WORK REQUEST :: Please write out exactly the lines from the one with "Place a point on every instance of the blue long-sleeved" through the end of the data below, both ends included, and omit any pictures.

WORKING DATA ::
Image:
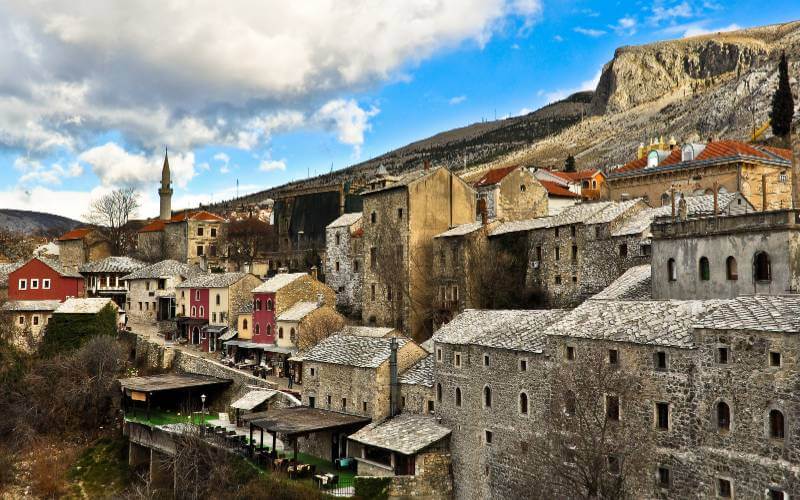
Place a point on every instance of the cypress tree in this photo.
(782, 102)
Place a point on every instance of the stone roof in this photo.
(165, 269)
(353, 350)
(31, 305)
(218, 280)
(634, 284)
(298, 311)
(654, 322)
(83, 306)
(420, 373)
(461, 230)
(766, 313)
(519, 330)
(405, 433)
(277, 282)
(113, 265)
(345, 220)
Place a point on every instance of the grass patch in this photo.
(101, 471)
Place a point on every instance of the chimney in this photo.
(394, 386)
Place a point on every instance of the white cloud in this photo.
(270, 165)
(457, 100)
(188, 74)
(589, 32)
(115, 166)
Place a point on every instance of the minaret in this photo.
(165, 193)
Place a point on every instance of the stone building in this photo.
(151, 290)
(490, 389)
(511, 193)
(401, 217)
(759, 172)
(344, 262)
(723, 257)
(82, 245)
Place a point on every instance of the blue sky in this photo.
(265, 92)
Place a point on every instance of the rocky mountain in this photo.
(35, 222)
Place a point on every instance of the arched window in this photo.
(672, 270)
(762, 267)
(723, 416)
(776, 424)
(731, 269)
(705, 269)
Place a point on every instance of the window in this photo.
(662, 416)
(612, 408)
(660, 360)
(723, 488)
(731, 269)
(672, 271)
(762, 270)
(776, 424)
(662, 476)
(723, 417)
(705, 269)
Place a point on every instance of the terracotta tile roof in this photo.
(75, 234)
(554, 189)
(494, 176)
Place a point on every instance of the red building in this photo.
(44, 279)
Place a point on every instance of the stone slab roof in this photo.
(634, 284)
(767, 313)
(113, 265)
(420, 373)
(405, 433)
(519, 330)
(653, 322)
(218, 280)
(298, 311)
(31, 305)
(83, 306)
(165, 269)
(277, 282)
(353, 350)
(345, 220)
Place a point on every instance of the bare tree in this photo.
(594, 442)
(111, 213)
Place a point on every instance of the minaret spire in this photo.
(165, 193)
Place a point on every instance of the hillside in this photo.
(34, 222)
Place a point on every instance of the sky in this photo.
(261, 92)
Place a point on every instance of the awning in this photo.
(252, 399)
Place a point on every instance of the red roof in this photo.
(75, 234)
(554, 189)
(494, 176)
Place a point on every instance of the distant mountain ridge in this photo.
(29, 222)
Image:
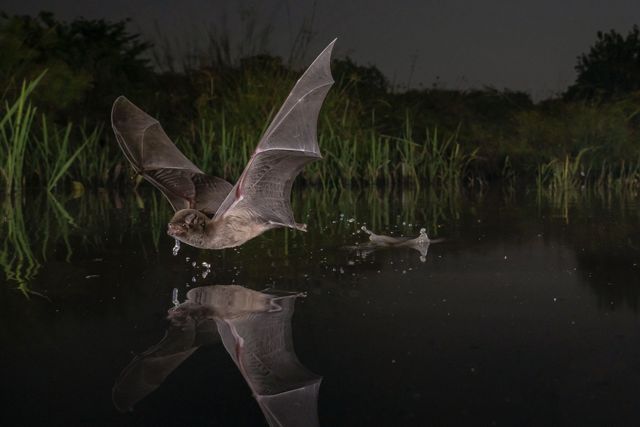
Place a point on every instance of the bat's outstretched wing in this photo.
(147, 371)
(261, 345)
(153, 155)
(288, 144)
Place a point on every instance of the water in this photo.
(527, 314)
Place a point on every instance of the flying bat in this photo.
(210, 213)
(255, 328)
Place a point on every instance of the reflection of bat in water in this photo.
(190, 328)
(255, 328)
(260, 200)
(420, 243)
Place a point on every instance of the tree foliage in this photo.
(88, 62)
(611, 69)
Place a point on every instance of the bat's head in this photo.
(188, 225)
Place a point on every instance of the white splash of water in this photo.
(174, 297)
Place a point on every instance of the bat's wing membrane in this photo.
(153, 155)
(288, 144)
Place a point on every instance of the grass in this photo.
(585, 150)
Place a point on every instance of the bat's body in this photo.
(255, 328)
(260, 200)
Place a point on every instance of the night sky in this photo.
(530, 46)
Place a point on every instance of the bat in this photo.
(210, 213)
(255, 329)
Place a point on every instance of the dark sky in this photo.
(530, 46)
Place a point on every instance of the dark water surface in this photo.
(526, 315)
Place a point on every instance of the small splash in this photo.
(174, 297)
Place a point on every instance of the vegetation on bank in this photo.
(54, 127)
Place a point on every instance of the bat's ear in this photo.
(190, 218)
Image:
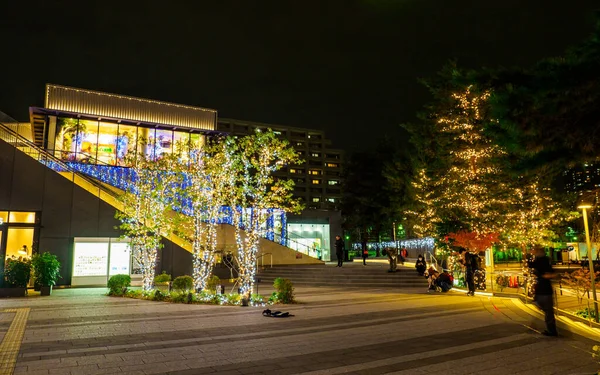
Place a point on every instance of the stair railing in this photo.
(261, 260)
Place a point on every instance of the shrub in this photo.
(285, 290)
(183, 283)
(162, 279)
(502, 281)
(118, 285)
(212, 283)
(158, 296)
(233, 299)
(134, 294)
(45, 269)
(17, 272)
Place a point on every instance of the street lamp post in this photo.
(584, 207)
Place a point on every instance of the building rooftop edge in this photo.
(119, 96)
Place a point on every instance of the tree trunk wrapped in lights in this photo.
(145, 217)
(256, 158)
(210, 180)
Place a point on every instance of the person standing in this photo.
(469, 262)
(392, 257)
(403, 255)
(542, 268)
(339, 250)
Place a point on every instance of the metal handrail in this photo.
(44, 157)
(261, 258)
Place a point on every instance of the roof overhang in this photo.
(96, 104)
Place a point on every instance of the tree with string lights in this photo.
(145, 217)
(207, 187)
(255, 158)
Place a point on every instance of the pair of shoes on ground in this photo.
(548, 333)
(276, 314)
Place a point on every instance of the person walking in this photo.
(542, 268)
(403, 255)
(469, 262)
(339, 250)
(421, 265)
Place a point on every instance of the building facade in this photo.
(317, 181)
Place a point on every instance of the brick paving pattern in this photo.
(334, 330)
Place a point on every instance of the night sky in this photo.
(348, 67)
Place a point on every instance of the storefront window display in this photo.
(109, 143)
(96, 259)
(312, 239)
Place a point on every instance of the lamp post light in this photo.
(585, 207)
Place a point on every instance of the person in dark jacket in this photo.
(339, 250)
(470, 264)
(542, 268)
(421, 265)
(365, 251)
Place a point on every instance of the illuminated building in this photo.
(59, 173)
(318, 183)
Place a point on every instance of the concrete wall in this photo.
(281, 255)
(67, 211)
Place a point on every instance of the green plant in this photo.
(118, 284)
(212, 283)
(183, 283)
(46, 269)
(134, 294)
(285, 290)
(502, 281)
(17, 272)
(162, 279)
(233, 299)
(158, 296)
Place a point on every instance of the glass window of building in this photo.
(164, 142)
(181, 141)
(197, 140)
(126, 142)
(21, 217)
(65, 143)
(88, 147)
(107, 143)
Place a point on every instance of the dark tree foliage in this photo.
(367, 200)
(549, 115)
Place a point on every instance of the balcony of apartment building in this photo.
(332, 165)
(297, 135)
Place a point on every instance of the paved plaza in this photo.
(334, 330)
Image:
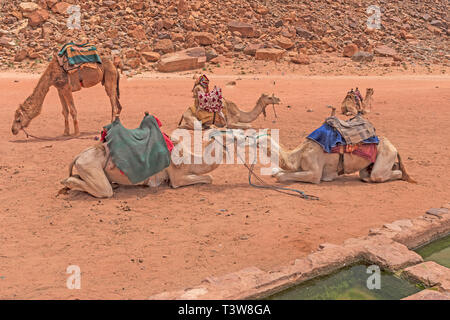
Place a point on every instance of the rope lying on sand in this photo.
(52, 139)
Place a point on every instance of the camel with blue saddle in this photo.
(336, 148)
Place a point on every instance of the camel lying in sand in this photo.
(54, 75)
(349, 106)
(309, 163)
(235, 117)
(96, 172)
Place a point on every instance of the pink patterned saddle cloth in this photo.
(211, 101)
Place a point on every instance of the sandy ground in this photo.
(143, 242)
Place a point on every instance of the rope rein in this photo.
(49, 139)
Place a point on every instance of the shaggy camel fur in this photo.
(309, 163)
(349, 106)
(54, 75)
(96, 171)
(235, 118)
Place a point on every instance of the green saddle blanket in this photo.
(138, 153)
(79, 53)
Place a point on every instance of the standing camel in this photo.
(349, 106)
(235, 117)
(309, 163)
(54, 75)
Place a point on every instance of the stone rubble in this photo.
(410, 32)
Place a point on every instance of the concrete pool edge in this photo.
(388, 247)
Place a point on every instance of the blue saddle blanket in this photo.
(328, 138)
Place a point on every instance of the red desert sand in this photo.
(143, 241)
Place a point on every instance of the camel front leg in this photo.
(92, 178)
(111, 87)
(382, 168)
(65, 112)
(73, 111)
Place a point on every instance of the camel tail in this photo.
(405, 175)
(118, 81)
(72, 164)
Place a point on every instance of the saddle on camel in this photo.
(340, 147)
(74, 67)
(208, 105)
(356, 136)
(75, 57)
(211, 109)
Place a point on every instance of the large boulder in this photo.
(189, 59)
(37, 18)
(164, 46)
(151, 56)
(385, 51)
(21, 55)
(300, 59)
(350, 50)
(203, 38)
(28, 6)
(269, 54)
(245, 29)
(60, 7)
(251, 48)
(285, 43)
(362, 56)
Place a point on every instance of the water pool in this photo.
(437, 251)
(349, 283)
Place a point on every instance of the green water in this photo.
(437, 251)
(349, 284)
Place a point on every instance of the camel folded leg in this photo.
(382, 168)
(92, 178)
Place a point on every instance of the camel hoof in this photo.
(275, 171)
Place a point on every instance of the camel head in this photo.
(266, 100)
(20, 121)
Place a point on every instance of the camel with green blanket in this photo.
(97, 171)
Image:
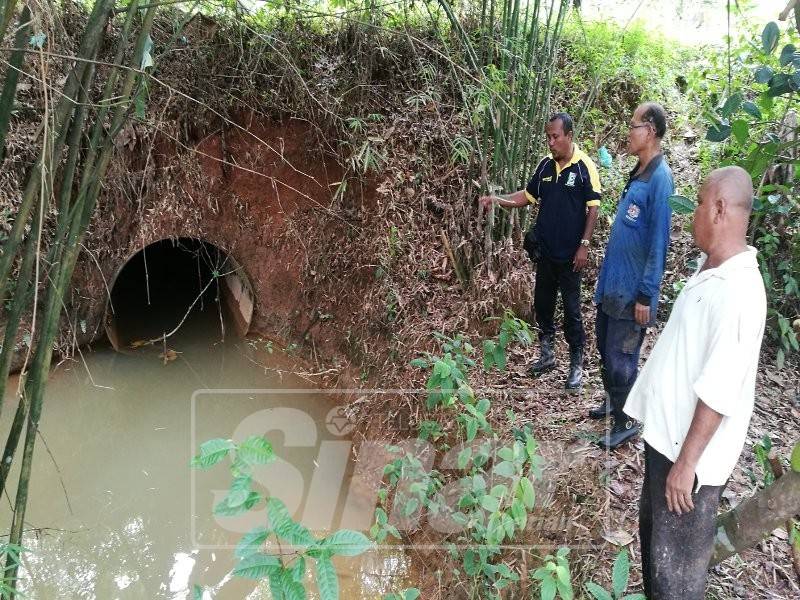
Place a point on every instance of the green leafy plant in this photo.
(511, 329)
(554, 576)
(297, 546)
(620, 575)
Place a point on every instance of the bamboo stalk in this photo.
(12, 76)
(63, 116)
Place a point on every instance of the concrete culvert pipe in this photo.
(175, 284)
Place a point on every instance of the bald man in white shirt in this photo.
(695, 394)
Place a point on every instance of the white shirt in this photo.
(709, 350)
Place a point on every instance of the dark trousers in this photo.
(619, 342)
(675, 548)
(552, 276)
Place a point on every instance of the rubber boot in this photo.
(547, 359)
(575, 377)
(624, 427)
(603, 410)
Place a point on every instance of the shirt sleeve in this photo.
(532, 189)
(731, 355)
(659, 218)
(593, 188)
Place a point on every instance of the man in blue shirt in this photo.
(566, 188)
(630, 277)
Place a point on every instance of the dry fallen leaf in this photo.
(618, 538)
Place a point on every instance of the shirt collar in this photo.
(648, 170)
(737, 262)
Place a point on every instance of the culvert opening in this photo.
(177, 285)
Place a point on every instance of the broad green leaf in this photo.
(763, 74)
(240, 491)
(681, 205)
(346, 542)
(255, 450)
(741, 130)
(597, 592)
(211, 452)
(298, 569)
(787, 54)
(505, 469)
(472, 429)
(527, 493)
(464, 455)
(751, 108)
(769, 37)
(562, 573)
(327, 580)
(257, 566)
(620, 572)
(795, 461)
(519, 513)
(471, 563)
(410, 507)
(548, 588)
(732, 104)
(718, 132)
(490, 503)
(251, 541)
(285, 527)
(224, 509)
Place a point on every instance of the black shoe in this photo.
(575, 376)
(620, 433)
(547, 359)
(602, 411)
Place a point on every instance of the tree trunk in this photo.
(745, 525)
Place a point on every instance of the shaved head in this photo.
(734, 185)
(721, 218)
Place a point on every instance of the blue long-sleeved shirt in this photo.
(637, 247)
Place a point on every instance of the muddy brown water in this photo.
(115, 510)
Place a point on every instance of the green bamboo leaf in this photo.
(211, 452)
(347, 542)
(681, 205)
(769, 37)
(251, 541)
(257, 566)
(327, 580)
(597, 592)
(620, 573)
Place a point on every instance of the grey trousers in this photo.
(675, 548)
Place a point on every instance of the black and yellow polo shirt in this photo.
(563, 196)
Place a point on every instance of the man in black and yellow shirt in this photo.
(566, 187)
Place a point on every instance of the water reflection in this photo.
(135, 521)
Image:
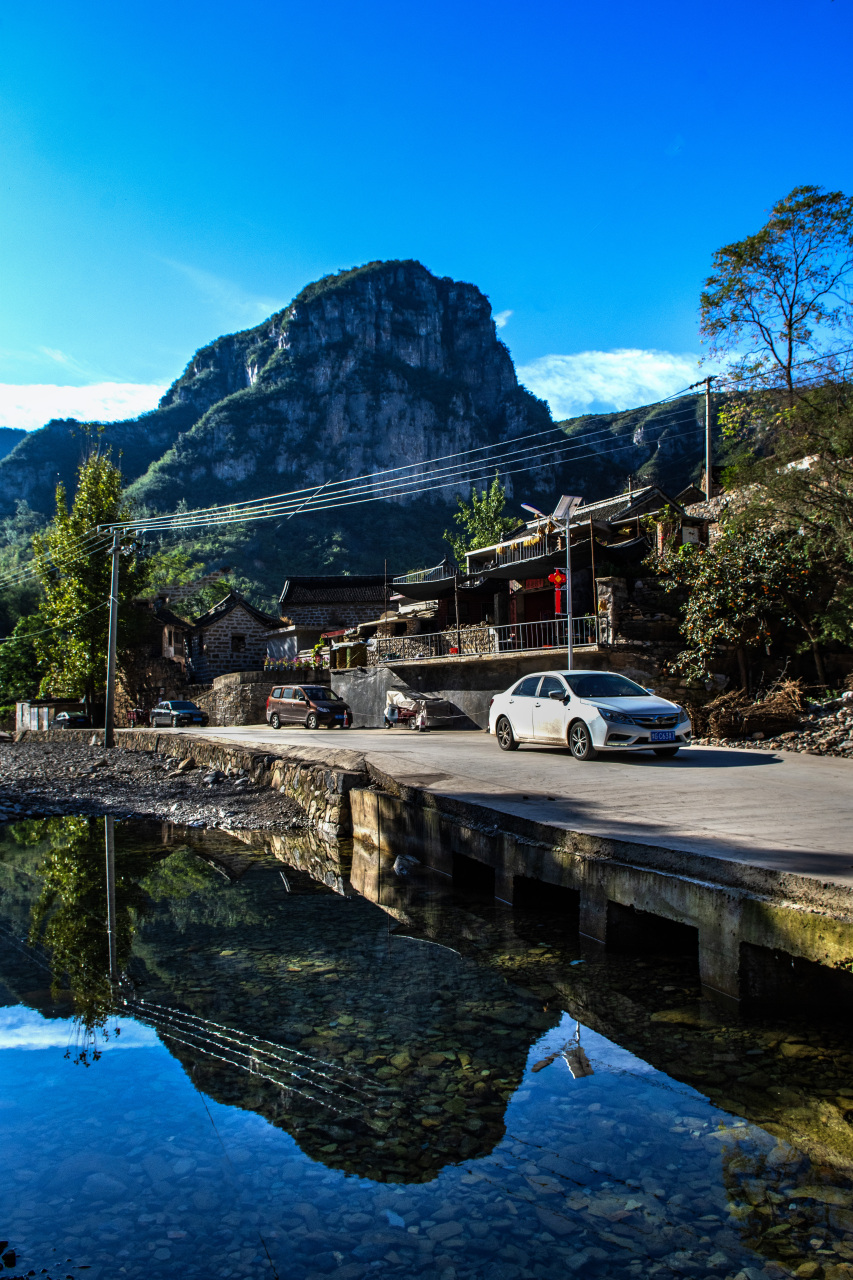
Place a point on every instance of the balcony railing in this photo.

YOUR SOLUTION ::
Place a point on every instance of the blue long-sleeved shirt in this photo.
(637, 247)
Place a point on every instance of the muddy brown water in this photo.
(115, 510)
Place a point on every instance of the green bamboo leaf in this photo.
(211, 452)
(347, 542)
(681, 205)
(769, 37)
(251, 541)
(257, 566)
(327, 580)
(597, 592)
(620, 573)
Place a point on every instance of the grey trousers in this photo.
(675, 548)
Place a point on every instance of the black and yellow polo shirt in this photo.
(563, 196)
Place a point on every instance of the man in black and yellow shirt in this photo.
(566, 187)
Place a point on every instance of the water reflection in this photo.
(135, 521)
Image:
Place a point on every instance of the balcony railing in this photo.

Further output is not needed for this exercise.